● Excerpt from a dataset
*****
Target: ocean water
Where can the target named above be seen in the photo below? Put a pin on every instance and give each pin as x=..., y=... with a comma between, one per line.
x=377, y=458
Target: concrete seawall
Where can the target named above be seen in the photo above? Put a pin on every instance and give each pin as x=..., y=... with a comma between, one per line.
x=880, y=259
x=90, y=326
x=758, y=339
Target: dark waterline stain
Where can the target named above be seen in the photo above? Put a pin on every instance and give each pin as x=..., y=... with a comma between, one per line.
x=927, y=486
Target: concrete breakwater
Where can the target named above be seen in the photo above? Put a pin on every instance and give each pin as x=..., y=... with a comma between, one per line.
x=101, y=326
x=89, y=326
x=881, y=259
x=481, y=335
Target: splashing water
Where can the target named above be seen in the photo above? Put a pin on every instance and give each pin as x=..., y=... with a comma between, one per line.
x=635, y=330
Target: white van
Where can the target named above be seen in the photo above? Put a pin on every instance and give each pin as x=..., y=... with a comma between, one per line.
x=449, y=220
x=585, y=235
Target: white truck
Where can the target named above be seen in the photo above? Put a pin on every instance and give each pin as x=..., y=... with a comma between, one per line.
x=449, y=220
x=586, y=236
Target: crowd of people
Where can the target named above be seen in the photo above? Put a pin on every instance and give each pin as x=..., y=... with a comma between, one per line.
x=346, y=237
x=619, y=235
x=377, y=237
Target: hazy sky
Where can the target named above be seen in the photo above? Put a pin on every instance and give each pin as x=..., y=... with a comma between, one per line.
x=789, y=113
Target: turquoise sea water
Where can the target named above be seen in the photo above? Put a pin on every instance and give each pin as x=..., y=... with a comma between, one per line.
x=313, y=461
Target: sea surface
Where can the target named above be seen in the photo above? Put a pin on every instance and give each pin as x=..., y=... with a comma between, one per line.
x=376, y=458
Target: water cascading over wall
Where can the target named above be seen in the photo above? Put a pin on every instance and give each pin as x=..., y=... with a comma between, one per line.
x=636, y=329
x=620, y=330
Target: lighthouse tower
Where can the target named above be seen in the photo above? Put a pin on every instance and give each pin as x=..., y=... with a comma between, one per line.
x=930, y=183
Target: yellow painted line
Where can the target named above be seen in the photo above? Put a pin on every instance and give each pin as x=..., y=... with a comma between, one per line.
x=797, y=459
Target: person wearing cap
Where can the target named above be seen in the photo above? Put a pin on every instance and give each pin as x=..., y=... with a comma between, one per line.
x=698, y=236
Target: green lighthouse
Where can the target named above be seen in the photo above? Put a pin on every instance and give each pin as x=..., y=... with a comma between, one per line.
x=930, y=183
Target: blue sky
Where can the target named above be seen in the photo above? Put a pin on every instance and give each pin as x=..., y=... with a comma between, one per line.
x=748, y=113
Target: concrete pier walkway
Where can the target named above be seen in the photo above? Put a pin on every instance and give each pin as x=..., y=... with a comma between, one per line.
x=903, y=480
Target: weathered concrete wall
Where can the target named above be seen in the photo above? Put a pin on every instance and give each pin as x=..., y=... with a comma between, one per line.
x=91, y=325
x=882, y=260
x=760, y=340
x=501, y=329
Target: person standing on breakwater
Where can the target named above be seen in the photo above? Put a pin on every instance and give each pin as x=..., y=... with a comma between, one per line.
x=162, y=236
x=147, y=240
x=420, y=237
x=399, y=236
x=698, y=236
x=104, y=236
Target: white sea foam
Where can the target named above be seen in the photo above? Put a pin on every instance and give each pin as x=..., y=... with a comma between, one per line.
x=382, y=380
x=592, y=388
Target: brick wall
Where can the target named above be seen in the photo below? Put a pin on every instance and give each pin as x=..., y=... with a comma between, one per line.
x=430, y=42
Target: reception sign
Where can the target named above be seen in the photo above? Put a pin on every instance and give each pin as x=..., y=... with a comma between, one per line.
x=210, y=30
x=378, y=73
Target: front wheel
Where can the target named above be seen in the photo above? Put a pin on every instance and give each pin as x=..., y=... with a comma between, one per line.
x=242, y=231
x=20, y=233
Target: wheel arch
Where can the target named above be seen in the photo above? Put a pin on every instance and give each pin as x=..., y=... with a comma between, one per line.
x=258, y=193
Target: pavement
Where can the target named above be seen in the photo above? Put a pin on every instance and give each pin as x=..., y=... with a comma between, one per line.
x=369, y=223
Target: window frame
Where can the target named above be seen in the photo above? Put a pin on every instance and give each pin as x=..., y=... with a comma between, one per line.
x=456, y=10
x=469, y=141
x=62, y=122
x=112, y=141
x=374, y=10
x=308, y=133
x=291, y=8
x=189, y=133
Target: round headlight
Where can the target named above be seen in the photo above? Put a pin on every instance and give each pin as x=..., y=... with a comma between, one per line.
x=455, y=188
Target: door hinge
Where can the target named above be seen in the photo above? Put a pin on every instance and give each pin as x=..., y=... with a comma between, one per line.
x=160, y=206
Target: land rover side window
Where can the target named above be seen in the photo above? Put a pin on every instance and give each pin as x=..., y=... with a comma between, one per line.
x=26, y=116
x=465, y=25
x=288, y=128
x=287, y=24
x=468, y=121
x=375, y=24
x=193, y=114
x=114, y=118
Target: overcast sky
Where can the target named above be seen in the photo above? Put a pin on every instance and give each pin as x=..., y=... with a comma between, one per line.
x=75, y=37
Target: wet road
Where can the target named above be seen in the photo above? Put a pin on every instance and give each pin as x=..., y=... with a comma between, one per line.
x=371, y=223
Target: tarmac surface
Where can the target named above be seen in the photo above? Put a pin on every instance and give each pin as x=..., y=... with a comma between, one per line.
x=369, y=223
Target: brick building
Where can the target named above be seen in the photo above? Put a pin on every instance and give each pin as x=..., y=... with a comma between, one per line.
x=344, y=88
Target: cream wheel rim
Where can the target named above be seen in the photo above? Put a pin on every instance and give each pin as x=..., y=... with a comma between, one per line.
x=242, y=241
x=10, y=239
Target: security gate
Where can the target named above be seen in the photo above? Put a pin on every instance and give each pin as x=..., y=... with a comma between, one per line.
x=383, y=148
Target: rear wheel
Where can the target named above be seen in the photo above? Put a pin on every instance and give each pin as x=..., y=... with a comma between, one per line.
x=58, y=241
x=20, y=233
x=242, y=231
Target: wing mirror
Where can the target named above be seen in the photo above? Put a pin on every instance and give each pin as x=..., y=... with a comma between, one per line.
*****
● Problem requirements
Present every line of the records above as a numbered list, omitting any blank lines.

● Exercise result
1. Target: ocean water
2. Where can the target named above be seen in the photo below? Put a pin on every instance and give each pin as x=..., y=... with a comma between, one per line.
3. x=377, y=458
4. Target: concrete seawall
5. Where can the target named above be seen in the photo above? Put a pin on every instance and give each pin as x=..., y=... with a comma between, one per line.
6. x=880, y=259
7. x=90, y=326
8. x=758, y=339
9. Target: dark waterline stain
10. Where can the target named above be seen in the photo above? Put a pin on every instance and give each pin as x=..., y=... with a comma between, one per line.
11. x=927, y=486
12. Target: concrete breakwater
13. Where can the target named above be seen in the photo above? Put a pin on every instance and give each pin as x=..., y=... with a comma between, one per line.
14. x=101, y=326
15. x=89, y=326
16. x=881, y=259
17. x=481, y=335
18. Target: splashing water
19. Where can the target named above be seen in the photo above? Put a pin on every instance and give each pin as x=..., y=... with a comma between, one per line.
20. x=635, y=330
21. Target: white van
22. Where can the target named above be seen in the photo above? Put a pin on every instance and give each pin as x=..., y=... with a comma between, one per line.
23. x=449, y=220
24. x=585, y=235
25. Target: white truck
26. Where can the target named above be seen in the photo above? Put a pin on every instance and give each pin as x=..., y=... with a comma between, one per line.
27. x=449, y=220
28. x=586, y=236
29. Target: crowd of people
30. Where can the target named above be seen in the photo above? Put a pin on every instance and give each pin as x=..., y=... with a comma between, one per line.
31. x=346, y=237
32. x=619, y=235
33. x=377, y=237
34. Target: hazy sky
35. Where can the target named above be seen in the photo above? Put a pin on every instance and give each pin as x=..., y=... with a comma between, one per line.
36. x=789, y=113
37. Target: turquoise sea water
38. Where can the target named above be seen in the photo above? Put a pin on every instance and give each pin as x=..., y=... with a comma between, one per line.
39. x=313, y=461
40. Target: sea surface
41. Where can the target named above be seen in the photo above? Put a pin on every instance and give each pin as x=..., y=... with a comma between, one per line.
42. x=376, y=458
43. Target: water cascading over wall
44. Where can the target named above be seen in the photo above? Put a pin on every instance and give each pin as x=..., y=... with a comma between, one per line.
45. x=636, y=329
46. x=620, y=330
47. Target: lighthouse tower
48. Where can the target named above be seen in the photo above? Put a pin on every instance and give each pin as x=..., y=... with a comma between, one per line.
49. x=930, y=183
50. Target: yellow painted line
51. Where can the target named above be seen in the photo above? Put a pin on every instance and give each pin as x=..., y=... with a comma between, one per line.
52. x=797, y=459
53. Target: person wearing cap
54. Where can the target named above be seen in the photo above? Put a pin on every instance and give each pin as x=..., y=... with a comma between, one per line.
55. x=698, y=236
56. Target: green lighthouse
57. Where can the target named above be seen in the photo above? Put a pin on every instance and give each pin as x=..., y=... with a comma between, one per line.
58. x=930, y=183
59. Target: blue sky
60. Where can the target named above be seen in the photo above? Put a pin on every instance and give each pin as x=..., y=... with a comma between, one per line.
61. x=748, y=113
62. Target: concrete pier walkway
63. Where can the target named above be seen in the photo above? Put a pin on every instance and give each pin as x=..., y=... with a comma between, one per line.
64. x=903, y=480
65. Target: weathered concrete wall
66. Where can the target named above be seen in the photo above? Put a pin on every instance and give each pin as x=..., y=... with a comma between, one per line.
67. x=91, y=325
68. x=882, y=260
69. x=760, y=340
70. x=501, y=329
71. Target: person standing on breakwater
72. Where can the target named above be seen in the photo above? Put a pin on every instance and give each pin as x=..., y=... with a comma between, one per line.
73. x=162, y=236
74. x=147, y=240
75. x=420, y=237
76. x=399, y=236
77. x=698, y=236
78. x=104, y=236
79. Target: white sea foam
80. Where can the target named above be seen in the photo above? Put a pin on every instance and give each pin as x=..., y=... with a comma between, one per line.
81. x=382, y=380
82. x=592, y=388
83. Target: brick wall
84. Where can the target named above be seen in the photo below? Put a pin on every instance and give each pin as x=..., y=... with a comma between, one per line.
85. x=430, y=42
86. Target: reception sign
87. Where can the target named above be seen in the photo above? Put a pin on every instance and give each pin as x=..., y=... with a comma between, one per line.
88. x=210, y=30
89. x=378, y=73
90. Target: front wheel
91. Where can the target named above be seen in the photo above? Put a pin on every instance and give each pin as x=..., y=... with a comma between, one per line.
92. x=242, y=231
93. x=20, y=233
94. Target: wheel arch
95. Where can the target named above be seen in the photo above? Put a pin on every instance and give each pin as x=..., y=... with a comma between, one per line.
96. x=258, y=193
97. Target: pavement
98. Where can the target named above be seen in the photo above? Put a pin on every instance and give each pin as x=..., y=... with a comma between, one per line.
99. x=369, y=223
100. Target: window frame
101. Where can the target named above be seen in the photo above? Put a pin on every instance and give each pin as x=..., y=... with a comma between, one per line.
102. x=456, y=10
103. x=469, y=141
104. x=62, y=122
105. x=112, y=141
106. x=374, y=10
107. x=308, y=133
108. x=291, y=8
109. x=189, y=133
110. Target: round headlight
111. Where can the target named above be seen in the photo above? Put a pin on every instance and give each pin as x=..., y=... with a comma between, one per line.
112. x=455, y=188
113. Target: door hinge
114. Where can the target named above be seen in the photo above? Put a pin on every instance and give each pin as x=..., y=... with a comma between, one per line.
115. x=160, y=206
116. Target: land rover side window
117. Where can the target named above be seen in the photo above? Put a pin on every instance and give each pin as x=..., y=... with a comma between, one per line.
118. x=26, y=116
119. x=465, y=25
120. x=288, y=128
121. x=287, y=24
122. x=468, y=121
123. x=375, y=24
124. x=193, y=114
125. x=114, y=118
126. Target: overcast sky
127. Where can the target named above be seen in the photo above? Put a pin on every instance and give each pin as x=..., y=... with a comma between, one per line.
128. x=75, y=37
129. Target: wet road
130. Where can the target named above be seen in the photo above? Put a pin on every instance and give each pin as x=..., y=... with a comma between, one per line.
131. x=371, y=223
132. Target: tarmac surface
133. Where can the target named above be seen in the photo above? Put a pin on every instance and give each pin as x=..., y=... with a comma between, one per line.
134. x=369, y=223
135. Target: brick building
136. Where can the target named above be seen in the photo above? Put a pin on every instance and give each pin as x=..., y=... with a comma between, one per line.
137. x=344, y=88
138. Target: cream wheel rim
139. Where can the target named above be seen in the photo above? Put a pin on every instance and give each pin as x=..., y=... with a comma between, one per line.
140. x=242, y=241
141. x=10, y=239
142. Target: security gate
143. Where can the target named above be seen in the photo above? Put a pin on every instance and give each pin as x=..., y=... with a comma between, one per line.
144. x=383, y=148
145. Target: rear wheel
146. Where can the target named above be seen in the photo above? Put a pin on every instance and give each pin as x=..., y=... with a comma between, one per line.
147. x=58, y=241
148. x=20, y=233
149. x=242, y=231
150. Target: wing mirror
151. Where can the target named above be seen in the photo above? Put a pin on every instance and give each pin as x=..., y=... with a comma between, one per line.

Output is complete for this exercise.